Task details – Arrange the entries below as a two-column CSV with the header row "entry,answer" and one row per entry. Put the entry's text in the "entry" column and its answer in the "answer" column, each enclosed in double quotes, with any line breaks replaced by spaces.

## Start

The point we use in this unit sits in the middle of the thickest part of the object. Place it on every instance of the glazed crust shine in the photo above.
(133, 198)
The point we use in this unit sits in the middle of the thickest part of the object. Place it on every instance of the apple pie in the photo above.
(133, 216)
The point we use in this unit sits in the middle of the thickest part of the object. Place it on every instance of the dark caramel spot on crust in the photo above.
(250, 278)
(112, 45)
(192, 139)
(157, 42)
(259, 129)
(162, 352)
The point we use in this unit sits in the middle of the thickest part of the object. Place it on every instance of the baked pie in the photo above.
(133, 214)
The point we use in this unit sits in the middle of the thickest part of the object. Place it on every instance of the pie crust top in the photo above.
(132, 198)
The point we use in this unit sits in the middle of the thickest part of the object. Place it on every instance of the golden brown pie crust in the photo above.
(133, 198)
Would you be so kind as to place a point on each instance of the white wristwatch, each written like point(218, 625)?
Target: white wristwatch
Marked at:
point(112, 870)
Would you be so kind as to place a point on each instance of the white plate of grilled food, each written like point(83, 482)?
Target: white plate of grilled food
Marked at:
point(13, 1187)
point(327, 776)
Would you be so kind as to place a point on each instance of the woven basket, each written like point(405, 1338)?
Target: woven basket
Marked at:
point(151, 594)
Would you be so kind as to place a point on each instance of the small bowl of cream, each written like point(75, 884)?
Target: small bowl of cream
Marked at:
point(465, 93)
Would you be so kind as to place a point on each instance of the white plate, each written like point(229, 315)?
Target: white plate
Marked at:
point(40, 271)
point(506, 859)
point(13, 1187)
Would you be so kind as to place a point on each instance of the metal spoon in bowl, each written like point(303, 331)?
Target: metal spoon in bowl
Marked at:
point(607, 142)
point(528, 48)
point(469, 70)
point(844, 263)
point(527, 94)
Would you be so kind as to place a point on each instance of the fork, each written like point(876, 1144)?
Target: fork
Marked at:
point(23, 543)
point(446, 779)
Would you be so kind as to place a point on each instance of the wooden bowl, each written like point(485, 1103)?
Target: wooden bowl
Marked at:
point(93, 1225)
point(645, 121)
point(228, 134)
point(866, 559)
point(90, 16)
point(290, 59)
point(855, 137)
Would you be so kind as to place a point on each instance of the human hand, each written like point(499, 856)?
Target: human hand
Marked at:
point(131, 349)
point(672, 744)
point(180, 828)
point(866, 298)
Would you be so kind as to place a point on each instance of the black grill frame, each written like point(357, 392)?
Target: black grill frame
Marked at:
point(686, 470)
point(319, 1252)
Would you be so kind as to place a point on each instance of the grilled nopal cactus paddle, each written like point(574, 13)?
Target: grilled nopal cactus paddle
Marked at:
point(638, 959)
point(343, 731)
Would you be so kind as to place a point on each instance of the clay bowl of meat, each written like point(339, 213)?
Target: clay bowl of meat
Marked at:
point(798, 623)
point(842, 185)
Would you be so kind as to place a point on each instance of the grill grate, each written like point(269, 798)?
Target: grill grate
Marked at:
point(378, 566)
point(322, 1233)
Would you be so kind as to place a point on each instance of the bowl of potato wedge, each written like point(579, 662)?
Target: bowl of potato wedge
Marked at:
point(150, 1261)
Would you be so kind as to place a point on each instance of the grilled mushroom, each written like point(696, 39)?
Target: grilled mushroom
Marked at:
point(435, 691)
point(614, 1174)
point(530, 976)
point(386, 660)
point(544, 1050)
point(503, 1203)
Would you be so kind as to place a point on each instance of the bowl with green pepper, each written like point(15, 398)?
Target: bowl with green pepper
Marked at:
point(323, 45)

## End

Written response –
entry,answer
"The point we use in this unit sits in the middle of the thickest part of the object. Place it on every instance of the glazed crust shine in the photo above.","(133, 198)"
"The point we use in this unit sits in the middle of the thickest part of the object. Place it on every instance of the apple pie in the photo above.","(133, 216)"
"The point we use in this unit sits in the middle of the thickest part of the object. Place it on every instance of the dark caramel spot on crust in the photo above.","(250, 278) (112, 45) (192, 139) (157, 42) (259, 129) (162, 352)"
"The point we use in this unit sits in the middle of the thickest part of the object. Place it on every instance of the baked pie in the photo above.","(133, 214)"
"The point we use in this unit sits in the middle of the thickest part of the object. Place it on every instance of the pie crust top in the photo above.","(132, 198)"
"The point we use in this unit sits in the middle of the thickest part of the object. Place it on every instance of the golden brown pie crust in the photo above.","(133, 198)"
"Would you be so kind as to place a point on each instance of the white wristwatch, each written like point(218, 625)? Target: white wristwatch Marked at:","point(112, 870)"
"Would you be so kind as to place a point on each instance of the white plate of grilled food, each written like point(83, 482)? Target: white plate of grilled food Marked at:","point(13, 1187) point(327, 776)"
"Would you be so kind as to place a point on each instance of the woven basket, each written like point(405, 1338)? Target: woven basket Marked at:","point(151, 594)"
"Would you be so kind as to place a point on each instance of the small bowl of cream, each written like point(75, 884)? Target: small bowl of cream Marked at:","point(465, 93)"
"Would you be so kind as to place a point on each instance of the white plate, each written like point(229, 315)? Target: white plate Marked at:","point(40, 271) point(506, 859) point(13, 1187)"
"Would you be so kind as to place a point on each instance of the metal spoon in bowl, each written like point(303, 331)? Target: metal spoon in bowl Marked at:","point(607, 142) point(528, 48) point(469, 70) point(844, 263) point(527, 94)"
"Would you be so kind as to place a point on each instance of the fork, each written like point(876, 1144)? Target: fork Marked at:","point(23, 543) point(446, 779)"
"Would you be so kind as to place a point on each instance of the wooden bowl, each written like point(485, 1103)? Target: wooden bowl Marked at:","point(93, 1225) point(645, 121) point(228, 134) point(866, 559) point(90, 16) point(290, 59) point(855, 137)"
"Would you be so kind as to place a point on each instance of the human hand, each written like point(499, 856)? Target: human hand Marked at:","point(131, 349) point(672, 744) point(180, 828) point(866, 298)"
"Would you be so kind as to place a point on each instance of the black grill frame, each written like point(357, 392)? Target: black grill frame Marked at:","point(686, 470) point(319, 1252)"
"Would you be so kind as to place a point on each instance of the grilled nopal cactus paddle, each written like point(574, 13)? Target: grilled nopal cactus paddle Marked at:","point(638, 959) point(343, 731)"
"Would you be so kind as to place a point on each instance of the clay bowl of meat, each written like point(339, 213)? Target: clay bowl of meat Marked at:","point(798, 623) point(842, 185)"
"Would you be so kind as to place a point on each instance of the grill grate, each written like point(269, 798)? Target: grill grate Marked at:","point(378, 566) point(322, 1233)"
"Would you be so kind as to place a point on each instance of the bowl of potato wedge, each written like point(579, 662)? Target: bowl of potato wedge Marked at:","point(150, 1261)"
"Would you be so kind as to place a point on each instance of the grilled mushroom, each written like point(696, 39)? Target: grilled mushroom Marked at:","point(435, 691) point(614, 1174) point(530, 976) point(386, 660) point(544, 1050) point(503, 1203)"
"Would you be so kind as to place a point on each instance of the bowl with green pepper, each written like point(15, 398)? Target: bowl with green pepper Marked at:","point(323, 45)"